**Consigna**
Cuenta las líneas del material que contienen la cadena "knob", distinguiendo entre mayúsculas y minúsculas. Responde solo con el número.

**Datos**
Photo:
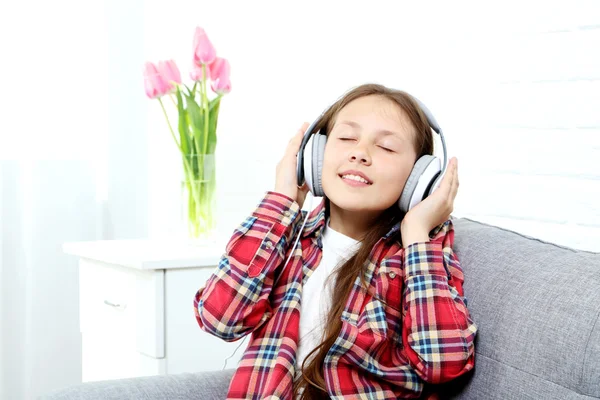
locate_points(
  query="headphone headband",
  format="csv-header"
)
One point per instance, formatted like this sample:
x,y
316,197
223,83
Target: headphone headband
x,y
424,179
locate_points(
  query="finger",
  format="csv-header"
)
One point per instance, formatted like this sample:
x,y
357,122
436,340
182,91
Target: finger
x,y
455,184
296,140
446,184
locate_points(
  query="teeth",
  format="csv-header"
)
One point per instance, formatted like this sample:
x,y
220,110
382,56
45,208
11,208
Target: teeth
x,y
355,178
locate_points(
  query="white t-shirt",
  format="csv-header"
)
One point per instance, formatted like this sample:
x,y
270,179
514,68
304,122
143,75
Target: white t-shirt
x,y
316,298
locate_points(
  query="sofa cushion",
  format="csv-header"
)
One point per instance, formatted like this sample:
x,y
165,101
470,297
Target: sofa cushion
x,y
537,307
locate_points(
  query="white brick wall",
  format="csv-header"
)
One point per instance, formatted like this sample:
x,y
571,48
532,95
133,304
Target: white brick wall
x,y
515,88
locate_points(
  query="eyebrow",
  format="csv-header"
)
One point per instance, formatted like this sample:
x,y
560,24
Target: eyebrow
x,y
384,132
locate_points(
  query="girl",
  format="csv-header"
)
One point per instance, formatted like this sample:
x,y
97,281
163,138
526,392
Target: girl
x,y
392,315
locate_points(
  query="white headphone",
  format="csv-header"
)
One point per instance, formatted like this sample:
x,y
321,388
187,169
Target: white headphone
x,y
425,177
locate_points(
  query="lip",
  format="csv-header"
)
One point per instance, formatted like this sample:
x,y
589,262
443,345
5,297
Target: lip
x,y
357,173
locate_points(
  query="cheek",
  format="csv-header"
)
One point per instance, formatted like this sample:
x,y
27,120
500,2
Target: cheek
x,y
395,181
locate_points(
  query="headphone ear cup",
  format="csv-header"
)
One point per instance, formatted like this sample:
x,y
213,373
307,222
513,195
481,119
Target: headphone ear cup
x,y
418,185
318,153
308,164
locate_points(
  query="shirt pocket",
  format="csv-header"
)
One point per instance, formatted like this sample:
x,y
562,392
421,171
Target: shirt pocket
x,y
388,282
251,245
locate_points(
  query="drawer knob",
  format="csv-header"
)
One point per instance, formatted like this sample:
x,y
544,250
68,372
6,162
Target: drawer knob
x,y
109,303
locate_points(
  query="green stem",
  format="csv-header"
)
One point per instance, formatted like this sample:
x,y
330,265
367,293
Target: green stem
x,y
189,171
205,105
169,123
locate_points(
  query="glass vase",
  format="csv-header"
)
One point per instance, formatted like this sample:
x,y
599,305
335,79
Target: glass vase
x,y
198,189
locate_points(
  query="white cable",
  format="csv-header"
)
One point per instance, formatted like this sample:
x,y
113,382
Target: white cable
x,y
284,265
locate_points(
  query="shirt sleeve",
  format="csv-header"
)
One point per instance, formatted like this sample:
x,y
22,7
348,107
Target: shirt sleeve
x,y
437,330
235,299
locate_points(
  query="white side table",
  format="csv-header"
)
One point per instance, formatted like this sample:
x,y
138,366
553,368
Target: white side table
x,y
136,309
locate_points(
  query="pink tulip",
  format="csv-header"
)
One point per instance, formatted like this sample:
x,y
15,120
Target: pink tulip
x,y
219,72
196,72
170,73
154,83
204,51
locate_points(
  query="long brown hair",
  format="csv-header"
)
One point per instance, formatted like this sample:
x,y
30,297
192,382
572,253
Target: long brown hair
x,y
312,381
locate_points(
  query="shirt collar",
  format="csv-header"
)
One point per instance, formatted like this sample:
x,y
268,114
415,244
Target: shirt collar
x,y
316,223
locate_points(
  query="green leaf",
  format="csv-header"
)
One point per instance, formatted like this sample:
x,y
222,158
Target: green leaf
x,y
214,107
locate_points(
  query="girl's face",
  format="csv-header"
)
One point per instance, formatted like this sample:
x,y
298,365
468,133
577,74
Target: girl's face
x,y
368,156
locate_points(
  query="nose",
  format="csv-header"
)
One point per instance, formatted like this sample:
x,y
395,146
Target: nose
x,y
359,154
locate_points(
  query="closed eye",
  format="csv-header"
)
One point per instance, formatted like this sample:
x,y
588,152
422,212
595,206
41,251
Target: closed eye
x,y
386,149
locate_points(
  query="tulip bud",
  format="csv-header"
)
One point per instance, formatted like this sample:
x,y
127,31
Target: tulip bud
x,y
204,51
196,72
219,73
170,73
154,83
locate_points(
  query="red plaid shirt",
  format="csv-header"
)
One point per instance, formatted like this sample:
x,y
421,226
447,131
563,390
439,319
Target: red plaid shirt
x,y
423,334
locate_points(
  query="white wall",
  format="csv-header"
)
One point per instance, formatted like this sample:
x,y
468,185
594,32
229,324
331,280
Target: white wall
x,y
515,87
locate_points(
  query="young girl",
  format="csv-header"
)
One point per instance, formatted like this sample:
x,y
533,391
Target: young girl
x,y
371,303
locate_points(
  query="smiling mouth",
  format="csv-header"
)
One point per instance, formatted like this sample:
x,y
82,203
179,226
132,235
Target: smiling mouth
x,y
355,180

**Solución**
2